The records that follow need to be output exactly as they are.

Segment Start: EXTRACTED ENTRIES

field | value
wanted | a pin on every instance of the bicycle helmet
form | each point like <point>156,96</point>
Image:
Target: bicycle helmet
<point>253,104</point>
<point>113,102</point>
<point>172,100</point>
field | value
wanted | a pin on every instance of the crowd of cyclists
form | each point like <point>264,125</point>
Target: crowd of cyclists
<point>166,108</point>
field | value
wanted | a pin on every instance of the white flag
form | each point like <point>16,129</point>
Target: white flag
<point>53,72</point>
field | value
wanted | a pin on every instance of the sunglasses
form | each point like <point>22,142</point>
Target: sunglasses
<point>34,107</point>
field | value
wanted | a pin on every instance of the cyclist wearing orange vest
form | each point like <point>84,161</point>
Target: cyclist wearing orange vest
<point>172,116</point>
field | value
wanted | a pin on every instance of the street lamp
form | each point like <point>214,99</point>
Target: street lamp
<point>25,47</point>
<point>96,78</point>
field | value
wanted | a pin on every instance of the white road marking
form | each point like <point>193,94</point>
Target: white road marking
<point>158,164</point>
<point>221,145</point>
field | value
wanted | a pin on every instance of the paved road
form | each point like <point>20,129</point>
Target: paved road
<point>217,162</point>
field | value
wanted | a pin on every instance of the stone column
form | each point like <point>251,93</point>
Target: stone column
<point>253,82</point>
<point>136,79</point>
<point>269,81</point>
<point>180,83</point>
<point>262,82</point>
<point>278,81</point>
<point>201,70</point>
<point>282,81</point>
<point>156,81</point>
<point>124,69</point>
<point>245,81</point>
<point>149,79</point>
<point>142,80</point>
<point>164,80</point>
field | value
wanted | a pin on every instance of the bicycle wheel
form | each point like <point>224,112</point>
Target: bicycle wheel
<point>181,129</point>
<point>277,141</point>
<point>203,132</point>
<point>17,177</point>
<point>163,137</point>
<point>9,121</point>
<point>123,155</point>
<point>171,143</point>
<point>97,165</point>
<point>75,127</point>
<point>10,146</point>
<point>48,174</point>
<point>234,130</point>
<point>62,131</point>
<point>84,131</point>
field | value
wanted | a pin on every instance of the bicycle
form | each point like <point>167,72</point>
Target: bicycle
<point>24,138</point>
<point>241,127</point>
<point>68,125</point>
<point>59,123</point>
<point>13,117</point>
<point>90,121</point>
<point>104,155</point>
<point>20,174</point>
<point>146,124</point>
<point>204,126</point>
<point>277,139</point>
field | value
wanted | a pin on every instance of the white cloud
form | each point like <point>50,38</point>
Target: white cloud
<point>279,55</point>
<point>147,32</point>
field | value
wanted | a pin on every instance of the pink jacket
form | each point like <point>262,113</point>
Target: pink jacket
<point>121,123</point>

Segment End: EXTRACTED ENTRIES

ANSWER SECTION:
field | value
wanted | a pin on every instance of the bicycle helmet
form | each point like <point>156,96</point>
Image:
Target: bicycle helmet
<point>253,104</point>
<point>113,102</point>
<point>172,100</point>
field | value
wanted | a pin on every instance of the crowd of cyclists
form | each point like <point>264,125</point>
Target: crowd of cyclists
<point>166,108</point>
field | value
wanted | a pin on every instance of the white flag
form | each point like <point>16,129</point>
Target: white flag
<point>53,72</point>
field | value
wanted | a pin on every instance of the sunglasses
form | each point like <point>22,142</point>
Target: sunglasses
<point>34,107</point>
field | value
wanted | a pin on every instance of the cyclist wearing orange vest
form | each point like <point>84,161</point>
Target: cyclist wearing orange vest
<point>172,116</point>
field | value
wanted | a pin on every instance of the street lamp
form | each point like <point>214,99</point>
Target: street lamp
<point>25,47</point>
<point>96,78</point>
field | value
wanted | a pin on every instance of the white road marking
form | each point like <point>193,94</point>
Target: white road marking
<point>158,164</point>
<point>221,145</point>
field | value
wanted | a pin on every instance of the paved road
form | each point like <point>20,129</point>
Target: paved road
<point>217,162</point>
field | value
wanted | a pin on every instance of the stone column
form | each point like <point>251,93</point>
Target: stone column
<point>253,82</point>
<point>136,79</point>
<point>269,81</point>
<point>180,83</point>
<point>262,82</point>
<point>278,81</point>
<point>201,70</point>
<point>282,81</point>
<point>156,81</point>
<point>124,69</point>
<point>245,81</point>
<point>149,79</point>
<point>142,80</point>
<point>164,80</point>
field | value
wanted | a pin on every instance of the bicycle wheel
form | each point like <point>224,112</point>
Target: bicycle wheel
<point>181,129</point>
<point>277,141</point>
<point>203,132</point>
<point>17,177</point>
<point>163,137</point>
<point>9,121</point>
<point>123,155</point>
<point>171,143</point>
<point>97,165</point>
<point>75,127</point>
<point>10,146</point>
<point>48,174</point>
<point>234,130</point>
<point>62,131</point>
<point>84,131</point>
field | value
wanted | a pin on every instance of the bicycle
form | each point like <point>167,72</point>
Target: bicycle
<point>24,138</point>
<point>241,127</point>
<point>68,125</point>
<point>59,123</point>
<point>13,117</point>
<point>90,121</point>
<point>104,155</point>
<point>20,174</point>
<point>146,124</point>
<point>204,126</point>
<point>277,139</point>
field | value
wanted | a pin on every instance of the white cloud
form | each point like <point>50,38</point>
Target: white cloud
<point>279,55</point>
<point>147,32</point>
field | value
wanted | a pin on every instance of the pink jacket
form | each point like <point>262,113</point>
Target: pink jacket
<point>121,123</point>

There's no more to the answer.